Extracted text >>
######

It has only been three days since my dad went to Chicago. But it feels as if it has been a lot longer as I sit in the heavy humid air of this Thursday evening. I have the window unit on as I wait for the room to cool down enough so that I can turn it off and actually hear the television without the roar of the air conditioner. Comfort doesn’t come with out a price. It also isn’t the safest thing in my mind, with my mom working double shifts and not getting in till much later that night and my grandmother in the next room sleeping while my dog thinks of more ways to wake her up it would be difficult to hear if anyone just happened to break in.
Yes, I know that it is a silly idea that just because my dads away and I’m home almost alone with the light of the day slowly dissipating and darkness drawing closer something bad will happen. Despite the fact that I know how ridiculous and paranoid my thinking is the candle stick that usually stands out in the hallways now occupies the space by my bed and will continue to do so until my dad comes home next Thursday. I look at it this way of someone was to come into my house I would be ready to defend my self with the sharp metal spear attached to the top of the heavy, carved wooden base.
I have to some how survive the next two hours and thirty six minutes, but how with all the creepy sounds that I hear and all the sounds that I know are there but I can’t hear what they are because I’m trying to focus my attention away from them. As I’m trying to get all of this out of my mind the motion sensor light outside turns on I jump up from my bed to look over the window unit to see what cause the light to turn on. I feel a rush of excitement and relief as it is my best friend coming to keep me company for the next two hours and eleven minutes until my mom gets home from the late shift at the hospital. As nine O’clock roles around we patiently await the results show of So you think you can Dance and watch as the dancers get eliminated. Yes this is how I spend my summer nights in front of the television set watching the one show that I cant get enough off and waiting for the next commercial break to get something to drink. And even though I am paranoid and worried about what can be happening downstairs while I am mesmerized by the television set it doesn’t seem to cross my mind.

######

Extracted information >>
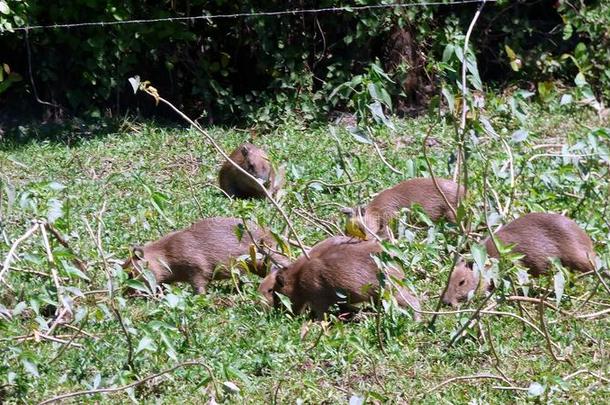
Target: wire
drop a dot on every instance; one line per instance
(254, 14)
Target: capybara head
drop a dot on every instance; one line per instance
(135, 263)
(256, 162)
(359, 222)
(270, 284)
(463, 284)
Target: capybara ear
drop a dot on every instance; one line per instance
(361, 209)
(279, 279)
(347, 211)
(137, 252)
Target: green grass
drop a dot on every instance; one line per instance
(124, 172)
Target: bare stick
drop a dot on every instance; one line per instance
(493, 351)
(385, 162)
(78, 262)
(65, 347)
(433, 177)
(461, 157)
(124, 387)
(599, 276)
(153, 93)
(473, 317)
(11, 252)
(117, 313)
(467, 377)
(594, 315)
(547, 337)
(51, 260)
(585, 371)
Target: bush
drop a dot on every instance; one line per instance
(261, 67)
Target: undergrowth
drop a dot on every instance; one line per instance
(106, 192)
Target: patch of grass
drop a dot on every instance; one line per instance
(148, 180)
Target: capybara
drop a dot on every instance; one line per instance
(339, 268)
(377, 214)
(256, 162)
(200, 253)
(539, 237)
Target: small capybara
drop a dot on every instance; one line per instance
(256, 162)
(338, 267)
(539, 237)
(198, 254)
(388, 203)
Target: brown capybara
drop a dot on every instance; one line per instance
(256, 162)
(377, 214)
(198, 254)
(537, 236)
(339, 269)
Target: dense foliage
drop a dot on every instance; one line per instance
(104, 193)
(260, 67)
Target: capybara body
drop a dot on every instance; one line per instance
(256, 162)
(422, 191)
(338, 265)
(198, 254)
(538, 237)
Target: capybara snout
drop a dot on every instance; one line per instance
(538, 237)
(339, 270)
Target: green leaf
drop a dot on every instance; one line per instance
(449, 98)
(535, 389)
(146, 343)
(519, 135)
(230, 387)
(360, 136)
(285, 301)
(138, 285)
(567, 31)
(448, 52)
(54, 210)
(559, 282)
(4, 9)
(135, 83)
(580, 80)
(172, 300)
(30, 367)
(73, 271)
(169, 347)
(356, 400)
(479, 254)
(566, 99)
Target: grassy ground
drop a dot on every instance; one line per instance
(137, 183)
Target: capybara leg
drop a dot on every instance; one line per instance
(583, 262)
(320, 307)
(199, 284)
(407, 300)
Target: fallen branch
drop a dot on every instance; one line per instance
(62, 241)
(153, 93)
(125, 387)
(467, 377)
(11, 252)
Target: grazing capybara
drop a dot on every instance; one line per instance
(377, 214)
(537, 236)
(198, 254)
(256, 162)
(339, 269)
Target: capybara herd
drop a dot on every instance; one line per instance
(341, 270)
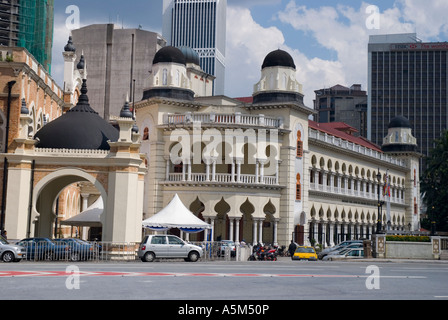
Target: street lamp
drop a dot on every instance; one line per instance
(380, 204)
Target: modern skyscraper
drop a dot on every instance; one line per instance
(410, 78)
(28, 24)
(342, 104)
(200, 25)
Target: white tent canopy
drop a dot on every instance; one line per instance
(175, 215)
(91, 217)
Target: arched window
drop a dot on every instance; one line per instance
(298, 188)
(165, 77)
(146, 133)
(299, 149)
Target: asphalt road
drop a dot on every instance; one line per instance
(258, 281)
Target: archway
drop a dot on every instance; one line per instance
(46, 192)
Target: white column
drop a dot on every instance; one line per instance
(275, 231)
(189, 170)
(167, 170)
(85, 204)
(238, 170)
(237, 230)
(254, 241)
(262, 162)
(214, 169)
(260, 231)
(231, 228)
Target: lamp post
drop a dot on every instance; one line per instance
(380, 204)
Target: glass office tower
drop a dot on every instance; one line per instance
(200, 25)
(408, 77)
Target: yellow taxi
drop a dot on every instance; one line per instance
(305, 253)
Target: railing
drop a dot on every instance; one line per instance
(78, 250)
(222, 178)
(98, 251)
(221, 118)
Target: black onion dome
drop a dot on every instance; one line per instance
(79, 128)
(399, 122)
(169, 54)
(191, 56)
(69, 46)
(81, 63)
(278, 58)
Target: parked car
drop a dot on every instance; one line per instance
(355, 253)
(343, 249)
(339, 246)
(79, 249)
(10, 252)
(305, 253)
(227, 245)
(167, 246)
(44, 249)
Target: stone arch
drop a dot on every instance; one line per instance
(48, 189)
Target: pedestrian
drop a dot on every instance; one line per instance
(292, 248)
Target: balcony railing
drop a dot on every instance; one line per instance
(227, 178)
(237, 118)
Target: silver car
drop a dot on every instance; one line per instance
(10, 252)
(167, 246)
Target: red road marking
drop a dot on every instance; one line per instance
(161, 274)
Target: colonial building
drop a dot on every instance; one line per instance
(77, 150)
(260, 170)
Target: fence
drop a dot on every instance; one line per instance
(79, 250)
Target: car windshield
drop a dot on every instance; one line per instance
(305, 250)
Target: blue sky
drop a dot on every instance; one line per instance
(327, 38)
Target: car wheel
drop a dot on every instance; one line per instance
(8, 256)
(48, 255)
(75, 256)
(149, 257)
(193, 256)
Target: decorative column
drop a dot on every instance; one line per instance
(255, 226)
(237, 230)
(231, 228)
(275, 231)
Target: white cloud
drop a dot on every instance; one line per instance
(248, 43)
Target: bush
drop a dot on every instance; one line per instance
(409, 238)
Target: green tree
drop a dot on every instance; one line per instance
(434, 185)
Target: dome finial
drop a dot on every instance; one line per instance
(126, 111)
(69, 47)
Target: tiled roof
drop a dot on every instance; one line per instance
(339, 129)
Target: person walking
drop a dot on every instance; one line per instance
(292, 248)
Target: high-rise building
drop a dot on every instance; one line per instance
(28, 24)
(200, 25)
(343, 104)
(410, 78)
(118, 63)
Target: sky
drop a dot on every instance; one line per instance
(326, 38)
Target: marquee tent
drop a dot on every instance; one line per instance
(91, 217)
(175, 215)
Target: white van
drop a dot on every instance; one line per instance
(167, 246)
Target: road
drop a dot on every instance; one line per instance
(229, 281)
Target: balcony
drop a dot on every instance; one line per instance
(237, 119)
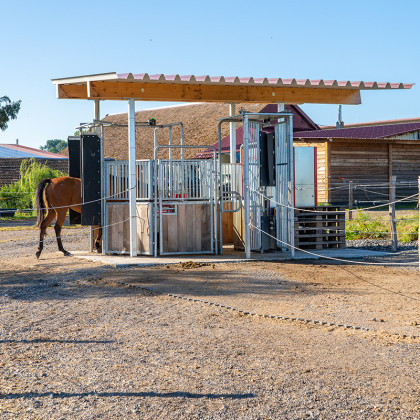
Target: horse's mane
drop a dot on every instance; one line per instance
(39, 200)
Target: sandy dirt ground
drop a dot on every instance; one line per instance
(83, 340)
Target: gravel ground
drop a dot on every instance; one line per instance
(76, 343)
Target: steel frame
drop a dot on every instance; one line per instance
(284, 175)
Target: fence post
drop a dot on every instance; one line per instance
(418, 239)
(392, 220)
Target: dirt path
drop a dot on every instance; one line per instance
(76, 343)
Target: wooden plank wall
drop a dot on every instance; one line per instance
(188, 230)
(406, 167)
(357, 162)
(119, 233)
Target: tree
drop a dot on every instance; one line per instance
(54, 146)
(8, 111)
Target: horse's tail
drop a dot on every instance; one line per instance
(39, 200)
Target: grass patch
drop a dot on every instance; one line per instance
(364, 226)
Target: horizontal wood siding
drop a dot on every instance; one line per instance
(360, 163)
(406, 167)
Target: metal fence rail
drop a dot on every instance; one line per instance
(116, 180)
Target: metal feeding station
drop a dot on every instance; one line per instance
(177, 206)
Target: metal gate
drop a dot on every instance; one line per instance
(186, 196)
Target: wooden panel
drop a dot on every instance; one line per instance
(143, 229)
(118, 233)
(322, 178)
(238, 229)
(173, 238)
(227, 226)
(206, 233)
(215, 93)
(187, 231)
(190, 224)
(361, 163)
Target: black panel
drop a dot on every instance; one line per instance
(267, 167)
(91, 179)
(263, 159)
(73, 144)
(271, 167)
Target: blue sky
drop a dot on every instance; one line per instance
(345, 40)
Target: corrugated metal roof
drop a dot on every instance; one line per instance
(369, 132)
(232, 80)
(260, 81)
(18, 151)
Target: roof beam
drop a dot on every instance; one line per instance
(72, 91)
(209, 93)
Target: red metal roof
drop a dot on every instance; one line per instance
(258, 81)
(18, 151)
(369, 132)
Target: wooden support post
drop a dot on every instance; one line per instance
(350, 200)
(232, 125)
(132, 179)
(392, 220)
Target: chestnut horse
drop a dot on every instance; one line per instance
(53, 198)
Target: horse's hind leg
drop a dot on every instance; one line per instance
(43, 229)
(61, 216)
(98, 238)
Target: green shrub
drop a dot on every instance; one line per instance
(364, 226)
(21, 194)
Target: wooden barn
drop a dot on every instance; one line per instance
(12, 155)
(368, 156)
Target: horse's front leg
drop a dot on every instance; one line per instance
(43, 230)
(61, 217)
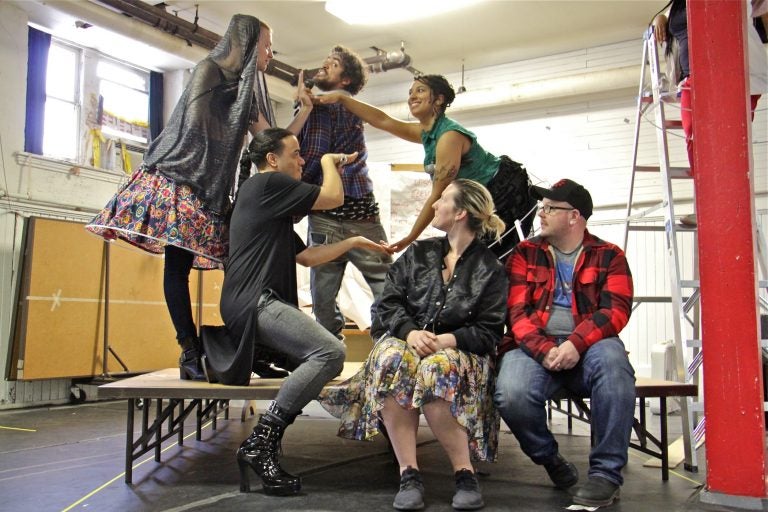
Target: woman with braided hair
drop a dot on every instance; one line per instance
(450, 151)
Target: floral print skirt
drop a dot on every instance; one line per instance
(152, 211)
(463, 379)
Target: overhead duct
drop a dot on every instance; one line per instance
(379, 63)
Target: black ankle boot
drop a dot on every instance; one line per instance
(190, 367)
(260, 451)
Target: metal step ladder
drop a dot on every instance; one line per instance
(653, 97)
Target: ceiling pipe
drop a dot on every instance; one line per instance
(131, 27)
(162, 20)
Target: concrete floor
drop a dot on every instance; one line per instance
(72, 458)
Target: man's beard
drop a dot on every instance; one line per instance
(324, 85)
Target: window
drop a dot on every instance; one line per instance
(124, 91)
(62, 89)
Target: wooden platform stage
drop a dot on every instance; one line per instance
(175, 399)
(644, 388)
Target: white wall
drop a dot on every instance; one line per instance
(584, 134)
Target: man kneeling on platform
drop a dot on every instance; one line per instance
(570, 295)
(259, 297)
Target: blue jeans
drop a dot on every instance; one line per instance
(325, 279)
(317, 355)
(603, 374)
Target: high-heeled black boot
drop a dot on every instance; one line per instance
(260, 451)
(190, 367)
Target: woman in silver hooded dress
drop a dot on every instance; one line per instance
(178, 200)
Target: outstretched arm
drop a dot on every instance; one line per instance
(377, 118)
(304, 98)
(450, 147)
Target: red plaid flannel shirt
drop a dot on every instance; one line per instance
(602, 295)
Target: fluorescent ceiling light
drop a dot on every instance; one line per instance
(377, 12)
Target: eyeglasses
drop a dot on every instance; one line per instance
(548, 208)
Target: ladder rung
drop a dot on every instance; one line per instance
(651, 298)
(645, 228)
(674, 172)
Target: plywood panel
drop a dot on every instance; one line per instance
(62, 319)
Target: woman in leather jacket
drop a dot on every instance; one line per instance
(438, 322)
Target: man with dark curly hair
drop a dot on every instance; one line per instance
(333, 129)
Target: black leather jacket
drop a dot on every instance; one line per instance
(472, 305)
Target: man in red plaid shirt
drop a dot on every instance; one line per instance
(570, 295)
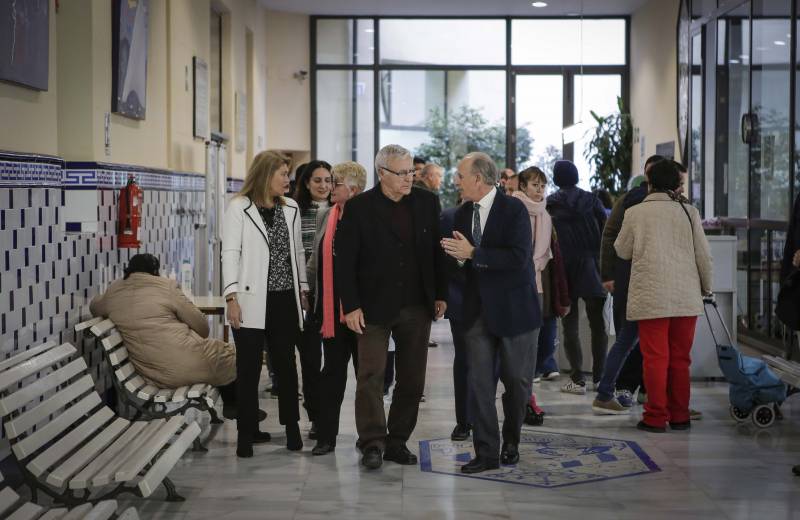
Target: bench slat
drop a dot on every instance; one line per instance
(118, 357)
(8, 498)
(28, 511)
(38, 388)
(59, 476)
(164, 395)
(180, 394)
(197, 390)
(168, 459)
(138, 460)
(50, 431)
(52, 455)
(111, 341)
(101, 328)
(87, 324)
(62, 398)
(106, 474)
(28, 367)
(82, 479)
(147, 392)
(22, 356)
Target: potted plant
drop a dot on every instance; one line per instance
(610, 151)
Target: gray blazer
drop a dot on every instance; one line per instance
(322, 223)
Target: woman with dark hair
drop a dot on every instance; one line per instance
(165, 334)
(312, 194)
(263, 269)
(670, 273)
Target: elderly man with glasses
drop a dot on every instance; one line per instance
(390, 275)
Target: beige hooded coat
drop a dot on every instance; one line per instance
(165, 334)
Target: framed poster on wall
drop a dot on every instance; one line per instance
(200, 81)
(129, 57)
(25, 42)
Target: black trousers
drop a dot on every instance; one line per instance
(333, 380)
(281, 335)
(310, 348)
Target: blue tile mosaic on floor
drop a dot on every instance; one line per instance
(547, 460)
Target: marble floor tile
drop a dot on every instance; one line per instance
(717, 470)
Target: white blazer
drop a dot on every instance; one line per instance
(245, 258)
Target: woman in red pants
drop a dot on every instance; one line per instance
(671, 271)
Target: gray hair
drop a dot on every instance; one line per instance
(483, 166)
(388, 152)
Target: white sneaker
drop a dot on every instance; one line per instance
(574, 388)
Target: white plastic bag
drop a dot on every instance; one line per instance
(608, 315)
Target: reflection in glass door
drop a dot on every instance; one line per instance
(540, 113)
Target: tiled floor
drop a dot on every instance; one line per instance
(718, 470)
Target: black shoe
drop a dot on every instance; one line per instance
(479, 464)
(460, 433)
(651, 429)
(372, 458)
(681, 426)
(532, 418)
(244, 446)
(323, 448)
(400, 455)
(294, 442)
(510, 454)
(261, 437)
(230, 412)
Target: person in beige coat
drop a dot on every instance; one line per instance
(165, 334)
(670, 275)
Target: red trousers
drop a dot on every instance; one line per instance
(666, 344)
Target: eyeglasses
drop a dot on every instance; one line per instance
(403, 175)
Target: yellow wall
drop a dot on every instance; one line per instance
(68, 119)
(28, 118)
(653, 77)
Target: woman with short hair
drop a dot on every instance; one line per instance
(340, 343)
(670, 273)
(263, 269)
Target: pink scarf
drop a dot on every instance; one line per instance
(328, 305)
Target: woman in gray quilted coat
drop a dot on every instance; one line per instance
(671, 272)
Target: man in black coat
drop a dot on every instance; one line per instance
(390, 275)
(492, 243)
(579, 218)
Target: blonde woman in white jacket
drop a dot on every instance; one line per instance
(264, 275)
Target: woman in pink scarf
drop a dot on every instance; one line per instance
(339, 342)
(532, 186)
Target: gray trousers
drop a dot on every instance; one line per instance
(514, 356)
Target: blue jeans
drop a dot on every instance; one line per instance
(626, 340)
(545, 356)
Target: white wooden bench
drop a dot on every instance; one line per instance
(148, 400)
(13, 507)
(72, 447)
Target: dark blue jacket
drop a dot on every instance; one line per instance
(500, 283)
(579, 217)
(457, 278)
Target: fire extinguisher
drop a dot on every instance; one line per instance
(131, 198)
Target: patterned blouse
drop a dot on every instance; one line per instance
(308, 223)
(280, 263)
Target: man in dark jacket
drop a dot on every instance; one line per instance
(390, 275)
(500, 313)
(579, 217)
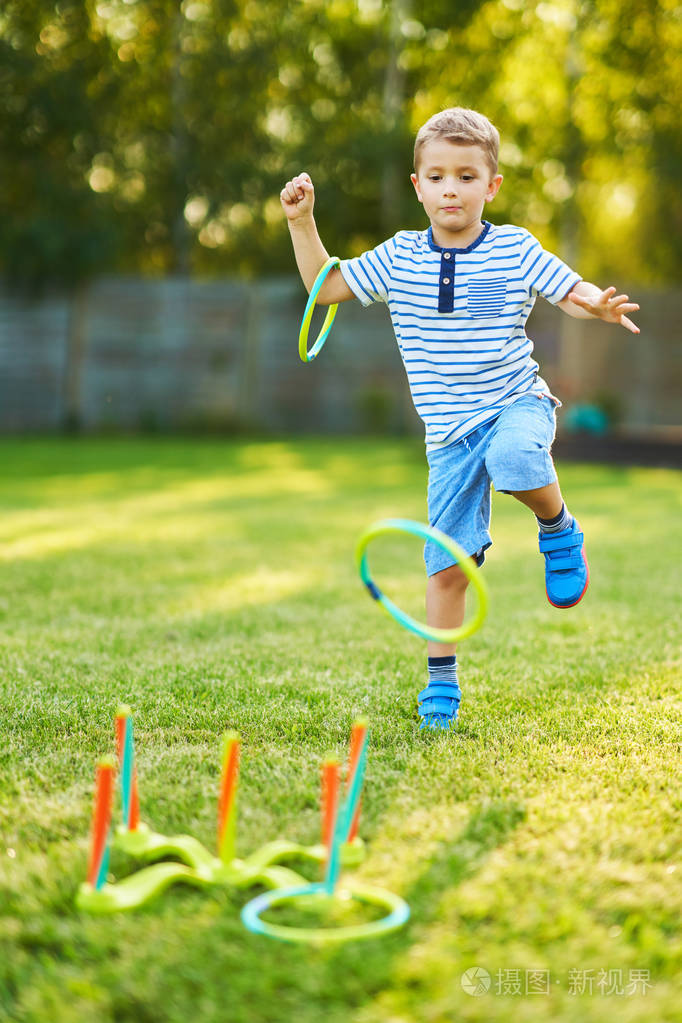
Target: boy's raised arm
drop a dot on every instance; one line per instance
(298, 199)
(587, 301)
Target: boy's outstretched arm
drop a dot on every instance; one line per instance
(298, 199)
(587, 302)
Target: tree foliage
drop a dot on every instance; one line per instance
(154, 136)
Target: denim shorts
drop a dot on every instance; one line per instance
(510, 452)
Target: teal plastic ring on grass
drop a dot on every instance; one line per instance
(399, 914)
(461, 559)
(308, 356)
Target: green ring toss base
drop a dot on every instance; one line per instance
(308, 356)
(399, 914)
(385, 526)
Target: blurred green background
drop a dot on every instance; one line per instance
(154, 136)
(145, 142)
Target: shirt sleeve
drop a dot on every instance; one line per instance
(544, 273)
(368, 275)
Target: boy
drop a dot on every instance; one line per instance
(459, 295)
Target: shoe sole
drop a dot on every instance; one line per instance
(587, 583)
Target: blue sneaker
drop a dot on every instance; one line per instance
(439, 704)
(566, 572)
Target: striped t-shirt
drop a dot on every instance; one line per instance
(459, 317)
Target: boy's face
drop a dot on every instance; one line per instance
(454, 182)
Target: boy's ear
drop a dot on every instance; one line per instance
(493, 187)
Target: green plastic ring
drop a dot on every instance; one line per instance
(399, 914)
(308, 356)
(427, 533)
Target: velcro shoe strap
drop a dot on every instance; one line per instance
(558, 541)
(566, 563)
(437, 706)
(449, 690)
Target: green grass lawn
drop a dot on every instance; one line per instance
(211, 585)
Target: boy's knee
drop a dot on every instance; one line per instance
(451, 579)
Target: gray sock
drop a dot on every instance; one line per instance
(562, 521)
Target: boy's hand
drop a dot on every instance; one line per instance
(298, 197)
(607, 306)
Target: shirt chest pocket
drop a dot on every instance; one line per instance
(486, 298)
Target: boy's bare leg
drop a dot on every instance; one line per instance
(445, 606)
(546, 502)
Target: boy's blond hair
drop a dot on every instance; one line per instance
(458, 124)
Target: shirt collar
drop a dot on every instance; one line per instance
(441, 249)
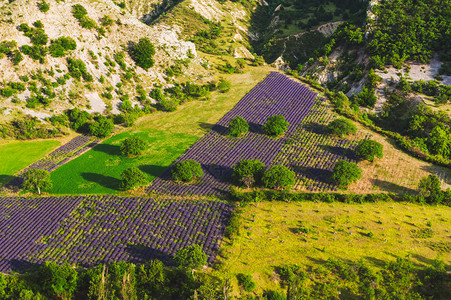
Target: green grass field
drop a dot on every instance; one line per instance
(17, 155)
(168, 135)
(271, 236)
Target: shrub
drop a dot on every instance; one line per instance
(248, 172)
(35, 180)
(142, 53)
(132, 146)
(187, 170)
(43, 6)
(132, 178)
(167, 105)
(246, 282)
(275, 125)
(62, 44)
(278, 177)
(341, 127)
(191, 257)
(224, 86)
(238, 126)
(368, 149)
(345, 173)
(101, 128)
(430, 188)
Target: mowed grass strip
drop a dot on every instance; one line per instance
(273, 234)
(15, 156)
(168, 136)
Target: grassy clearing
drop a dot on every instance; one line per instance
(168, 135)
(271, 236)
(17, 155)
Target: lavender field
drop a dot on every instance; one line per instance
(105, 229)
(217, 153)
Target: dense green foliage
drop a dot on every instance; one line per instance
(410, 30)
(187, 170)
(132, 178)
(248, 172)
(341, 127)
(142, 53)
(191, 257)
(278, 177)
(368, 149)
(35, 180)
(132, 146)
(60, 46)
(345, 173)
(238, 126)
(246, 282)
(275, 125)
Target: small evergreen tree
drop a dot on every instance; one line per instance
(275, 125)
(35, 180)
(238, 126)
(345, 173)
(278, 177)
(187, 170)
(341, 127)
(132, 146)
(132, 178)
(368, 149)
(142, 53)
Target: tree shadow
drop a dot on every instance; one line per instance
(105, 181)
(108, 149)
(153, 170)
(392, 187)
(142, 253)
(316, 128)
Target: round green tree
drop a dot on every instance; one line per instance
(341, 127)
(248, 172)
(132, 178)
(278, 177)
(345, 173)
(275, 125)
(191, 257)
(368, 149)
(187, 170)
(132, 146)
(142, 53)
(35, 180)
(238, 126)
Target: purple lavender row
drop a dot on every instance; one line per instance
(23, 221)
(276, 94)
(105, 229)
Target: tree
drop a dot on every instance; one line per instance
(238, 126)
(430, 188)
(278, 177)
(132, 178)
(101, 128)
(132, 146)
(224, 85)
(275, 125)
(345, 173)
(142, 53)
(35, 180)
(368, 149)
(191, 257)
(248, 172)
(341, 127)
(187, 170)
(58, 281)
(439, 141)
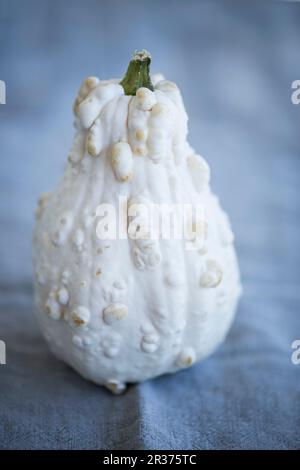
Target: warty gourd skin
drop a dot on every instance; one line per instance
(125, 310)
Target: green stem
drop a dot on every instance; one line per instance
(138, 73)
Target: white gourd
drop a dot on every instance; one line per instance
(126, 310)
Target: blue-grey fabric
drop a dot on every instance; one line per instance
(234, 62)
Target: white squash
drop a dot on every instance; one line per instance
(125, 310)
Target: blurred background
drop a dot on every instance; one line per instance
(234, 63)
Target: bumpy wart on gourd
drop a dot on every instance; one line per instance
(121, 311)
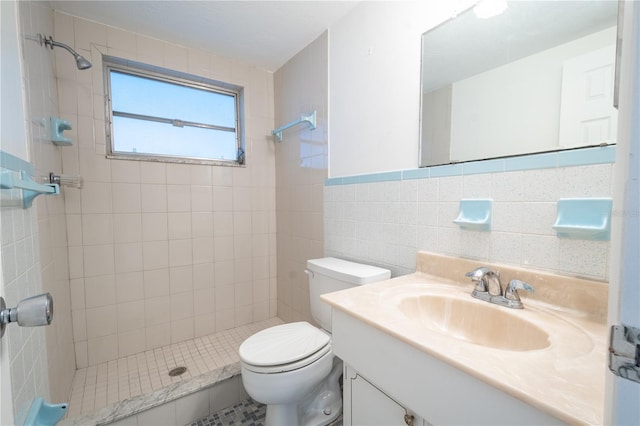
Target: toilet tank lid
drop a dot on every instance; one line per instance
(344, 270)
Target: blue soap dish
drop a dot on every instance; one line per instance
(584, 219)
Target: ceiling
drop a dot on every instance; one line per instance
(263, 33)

######

Required actions >>
1 - Copy the home-alone story word for word, everything from "It has only" down to "to break in.".
2 - Extend the home-alone story with the passage that comes after its final sentence.
The rows have nothing to do with the home-alone story.

Your responses >>
1 -
It has only been three days since my dad went to Chicago. But it feels as if it has been a lot longer as I sit in the heavy humid air of this Thursday evening. I have the window unit on as I wait for the room to cool down enough so that I can turn it off and actually hear the television without the roar of the air conditioner. Comfort doesn’t come with out a price. It also isn’t the safest thing in my mind, with my mom working double shifts and not getting in till much later that night and my grandmother in the next room sleeping while my dog thinks of more ways to wake her up it would be difficult to hear if anyone just happened to break in.

2 -
The bark of my Yorkshire terrier, Toby startles me but I sit there hoping that the commercial break will come soon and I can down and see what’s going on I’m just happy I’m not sitting here by myself. Thirty seconds later the commercial break started and my dog is still carrying on with his bark. And even though I am not here by myself and only have one hour and nine minutes left and my dog happens to bark at everything he sees or hears including the wind I still get a knot in my stomach.
Jessica my friend goes first not caring she’s used to having an empty house and really doesn’t see much of a difference, she doesn’t even notice when I pick up my candle stick and follow her down or that I’m scared. She’s just curious as to what my dog is barking at and as me approach the bottom of the stairs she turns around saying “Where’s the light- hahahahahahaha” and almost falls down the last two steps.
She had finally noticed the candle stick in my hand and broke out laughing. After we got downstairs saw that my dog was once again barking at his own reflection and got something to drink we headed back upstairs to sit in the cold room. And for the next hour I got to listen to how funny my caring the candlestick actually was we didn’t stop until seven minutes before my mom got home and she was on her way. I really got to see how amusing it is when I have nothing to be afraid of and when I’m not acting my age. This will be a story she will be telling for years to come and at our high school reunion.